"""

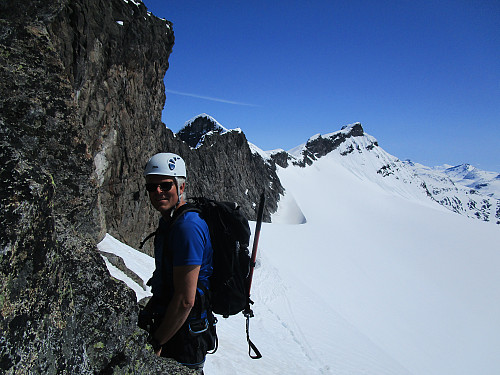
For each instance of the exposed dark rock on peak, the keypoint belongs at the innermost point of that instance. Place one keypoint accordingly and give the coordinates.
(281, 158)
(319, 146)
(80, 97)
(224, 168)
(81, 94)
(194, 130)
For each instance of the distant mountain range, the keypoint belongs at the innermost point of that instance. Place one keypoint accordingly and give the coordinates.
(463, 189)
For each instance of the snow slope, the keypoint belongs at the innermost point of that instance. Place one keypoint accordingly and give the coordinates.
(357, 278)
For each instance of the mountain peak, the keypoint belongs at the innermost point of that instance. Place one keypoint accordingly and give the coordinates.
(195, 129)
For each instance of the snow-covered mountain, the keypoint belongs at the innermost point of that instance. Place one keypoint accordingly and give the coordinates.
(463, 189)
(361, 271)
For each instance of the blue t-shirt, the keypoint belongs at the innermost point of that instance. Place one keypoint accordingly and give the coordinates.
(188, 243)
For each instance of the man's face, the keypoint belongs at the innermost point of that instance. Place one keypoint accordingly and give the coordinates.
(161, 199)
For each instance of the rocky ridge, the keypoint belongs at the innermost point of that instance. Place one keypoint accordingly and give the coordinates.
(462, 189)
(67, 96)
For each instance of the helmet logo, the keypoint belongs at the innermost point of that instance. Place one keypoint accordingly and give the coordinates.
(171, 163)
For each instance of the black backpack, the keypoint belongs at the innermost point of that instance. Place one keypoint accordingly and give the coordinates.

"""

Description of the task:
Reproduce the data above, replacing every occurrence of "innermost point" with "most central point" and leaving all other text unchanged. Omit the pictures from your answer.

Result:
For each instance of the exposed dark rock on peak, the keypoint belongs at the most central point of that instance. Place one keypoint accordingly and give the coordinates.
(281, 158)
(319, 146)
(80, 97)
(224, 168)
(81, 94)
(194, 130)
For each instance of the distant mountain range, the keypoint belongs at the most central point of that instance. Place one keypoint accordingly and give the coordinates.
(463, 189)
For each instance of the snow slope, the keypoint belongs at the most central point of that instance. Place one keypoint accordingly and give the coordinates.
(357, 278)
For each instance of the mountain peak, the keypoint belongs at the most central point of that instance. Place one keypoint accordingly and give the coordinates.
(195, 129)
For each instance of the snow-covered mountain, the keypoint belongs at the most central point of that instance. Place one keypoint accordingly and give the coordinates.
(463, 189)
(361, 271)
For each instance of the blue t-shirt, the keypoint belongs at the most central point of that instance. Place one keypoint accordingly and give the coordinates.
(188, 243)
For each instance of the man's face, the keypoint belongs at the most central point of that instance. Place one keypoint accordingly and give the coordinates.
(161, 199)
For each instance of the rocky ridge, the keypoint belongs at the most central point of that instance. Place one keypoint accordingly and give the coordinates.
(462, 189)
(67, 96)
For each instance of the helmet logo, the keypoint belongs at the most central point of that instance. Place one keypoint accordingly and give the coordinates.
(171, 163)
For each instance of the black backpack, the keypoint belongs at the most central point of that instance. Place one keypoint accordingly and give the coordinates.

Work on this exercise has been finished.